> _TASK DIRECTIONS_
Tally the lines in the data below that contain the string "orange", and give only that number.

> _RECORDS PROVIDED_
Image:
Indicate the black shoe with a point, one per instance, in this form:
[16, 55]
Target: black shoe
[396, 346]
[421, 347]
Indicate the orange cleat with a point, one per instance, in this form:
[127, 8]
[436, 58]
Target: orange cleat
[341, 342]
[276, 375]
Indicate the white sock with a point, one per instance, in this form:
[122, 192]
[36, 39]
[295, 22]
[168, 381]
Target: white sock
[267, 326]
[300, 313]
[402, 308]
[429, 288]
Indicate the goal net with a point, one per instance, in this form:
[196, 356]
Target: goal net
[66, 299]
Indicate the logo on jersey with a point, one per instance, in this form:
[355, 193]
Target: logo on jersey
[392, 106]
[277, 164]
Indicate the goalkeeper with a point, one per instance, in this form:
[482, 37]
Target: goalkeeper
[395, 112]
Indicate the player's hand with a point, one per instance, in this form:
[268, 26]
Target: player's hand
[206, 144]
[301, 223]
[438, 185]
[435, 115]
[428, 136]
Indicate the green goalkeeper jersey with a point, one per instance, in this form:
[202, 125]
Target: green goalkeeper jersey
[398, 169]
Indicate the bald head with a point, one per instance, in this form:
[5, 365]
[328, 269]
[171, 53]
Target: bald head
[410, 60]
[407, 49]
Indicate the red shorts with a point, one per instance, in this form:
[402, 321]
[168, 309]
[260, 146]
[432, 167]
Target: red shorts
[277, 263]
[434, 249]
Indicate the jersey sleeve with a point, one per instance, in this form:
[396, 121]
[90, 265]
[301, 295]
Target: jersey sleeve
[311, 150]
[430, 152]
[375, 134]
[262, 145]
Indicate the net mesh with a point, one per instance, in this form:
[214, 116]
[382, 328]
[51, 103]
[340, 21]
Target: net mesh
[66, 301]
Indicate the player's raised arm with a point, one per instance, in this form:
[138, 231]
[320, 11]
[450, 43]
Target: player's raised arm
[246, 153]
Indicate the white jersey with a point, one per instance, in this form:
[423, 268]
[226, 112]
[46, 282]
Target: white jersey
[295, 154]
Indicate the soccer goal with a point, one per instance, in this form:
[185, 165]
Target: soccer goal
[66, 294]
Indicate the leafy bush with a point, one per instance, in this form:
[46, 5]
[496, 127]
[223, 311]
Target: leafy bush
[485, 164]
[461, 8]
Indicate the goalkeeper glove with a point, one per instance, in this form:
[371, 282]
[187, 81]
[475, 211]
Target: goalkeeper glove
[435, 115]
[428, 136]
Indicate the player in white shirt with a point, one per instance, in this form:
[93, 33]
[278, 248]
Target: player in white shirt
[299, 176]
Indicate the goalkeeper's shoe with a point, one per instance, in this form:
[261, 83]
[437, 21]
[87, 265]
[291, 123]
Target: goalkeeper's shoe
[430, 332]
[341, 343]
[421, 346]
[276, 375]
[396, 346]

...

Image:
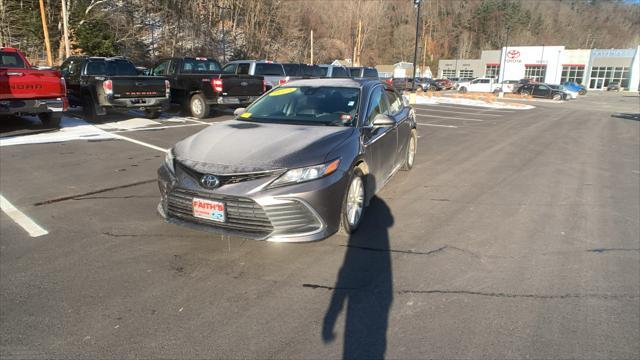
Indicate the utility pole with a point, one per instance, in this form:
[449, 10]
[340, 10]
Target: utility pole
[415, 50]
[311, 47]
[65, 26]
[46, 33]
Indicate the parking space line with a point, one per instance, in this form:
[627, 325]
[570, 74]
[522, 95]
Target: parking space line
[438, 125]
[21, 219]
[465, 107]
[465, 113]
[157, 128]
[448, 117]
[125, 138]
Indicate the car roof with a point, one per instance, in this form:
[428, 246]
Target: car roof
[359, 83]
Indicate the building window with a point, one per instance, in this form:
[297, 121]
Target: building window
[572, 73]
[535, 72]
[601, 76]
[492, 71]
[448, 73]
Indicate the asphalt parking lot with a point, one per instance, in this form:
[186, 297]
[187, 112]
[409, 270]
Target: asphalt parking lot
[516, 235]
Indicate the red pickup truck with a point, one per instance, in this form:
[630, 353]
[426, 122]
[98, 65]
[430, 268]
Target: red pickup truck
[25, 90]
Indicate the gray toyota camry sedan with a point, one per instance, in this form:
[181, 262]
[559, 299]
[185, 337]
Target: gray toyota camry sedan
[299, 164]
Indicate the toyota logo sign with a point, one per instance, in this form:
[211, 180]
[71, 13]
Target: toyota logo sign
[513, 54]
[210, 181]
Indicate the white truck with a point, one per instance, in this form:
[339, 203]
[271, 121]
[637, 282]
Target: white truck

--

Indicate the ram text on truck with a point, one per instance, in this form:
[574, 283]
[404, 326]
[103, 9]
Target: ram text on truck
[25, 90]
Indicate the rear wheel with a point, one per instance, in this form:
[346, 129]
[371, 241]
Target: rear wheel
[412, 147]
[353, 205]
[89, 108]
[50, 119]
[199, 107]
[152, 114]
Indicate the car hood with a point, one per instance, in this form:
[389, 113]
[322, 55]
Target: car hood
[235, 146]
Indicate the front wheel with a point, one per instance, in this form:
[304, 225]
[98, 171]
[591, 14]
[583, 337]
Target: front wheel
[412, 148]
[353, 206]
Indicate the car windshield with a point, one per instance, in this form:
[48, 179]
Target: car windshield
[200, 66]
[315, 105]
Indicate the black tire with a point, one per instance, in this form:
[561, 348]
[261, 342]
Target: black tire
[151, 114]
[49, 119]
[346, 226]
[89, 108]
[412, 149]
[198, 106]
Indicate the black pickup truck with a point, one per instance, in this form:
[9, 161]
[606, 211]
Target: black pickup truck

> _RESULT_
2